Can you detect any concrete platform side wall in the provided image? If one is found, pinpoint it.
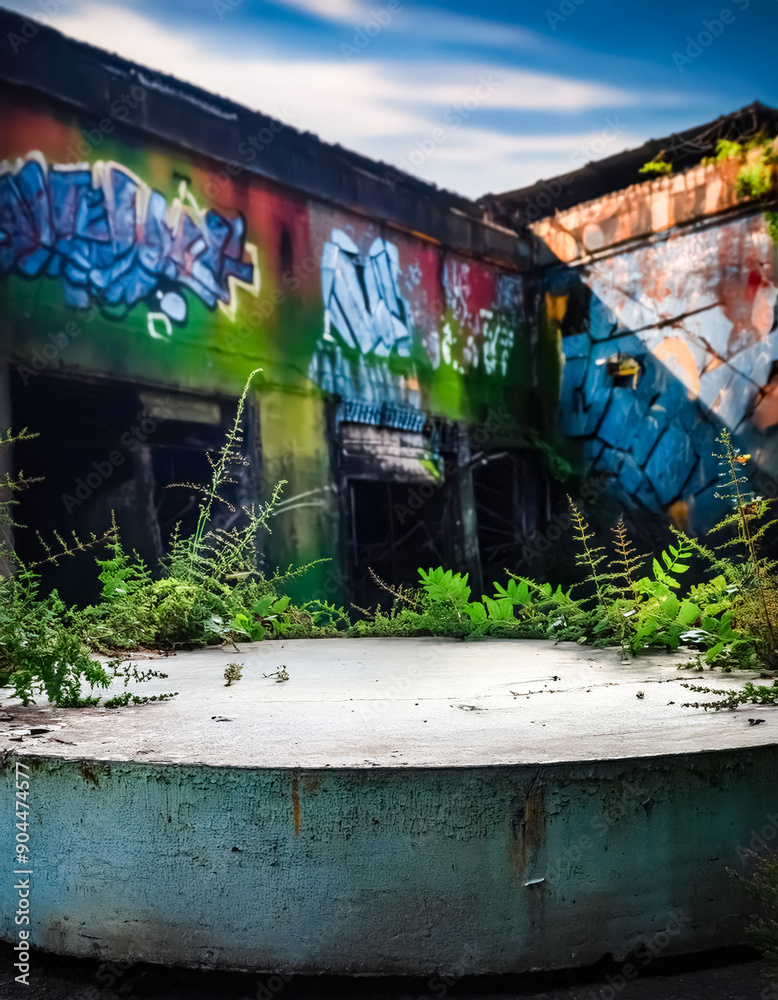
[0,746,778,976]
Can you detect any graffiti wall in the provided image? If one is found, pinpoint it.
[546,203,778,533]
[0,153,259,337]
[0,91,532,592]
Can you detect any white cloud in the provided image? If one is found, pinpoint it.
[271,0,369,24]
[25,0,668,196]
──────────────────────────────
- [작업] 위 데이터 전체를 한 줄도 바꾸지 말고 그대로 출력하십시오. 단, 그림은 출력에서 제외합니다.

- [최종 결과]
Can you detect any concrete platform side wall in the provided image? If one is found, pinpoint it.
[0,746,778,976]
Can you detect any graffiti wall in the provided image? If one is found, pinpoint it.
[546,203,778,533]
[0,153,259,337]
[0,91,532,592]
Can you detect any white cloud in the provided image? If one is found, pinpoint it.
[271,0,369,24]
[25,0,668,196]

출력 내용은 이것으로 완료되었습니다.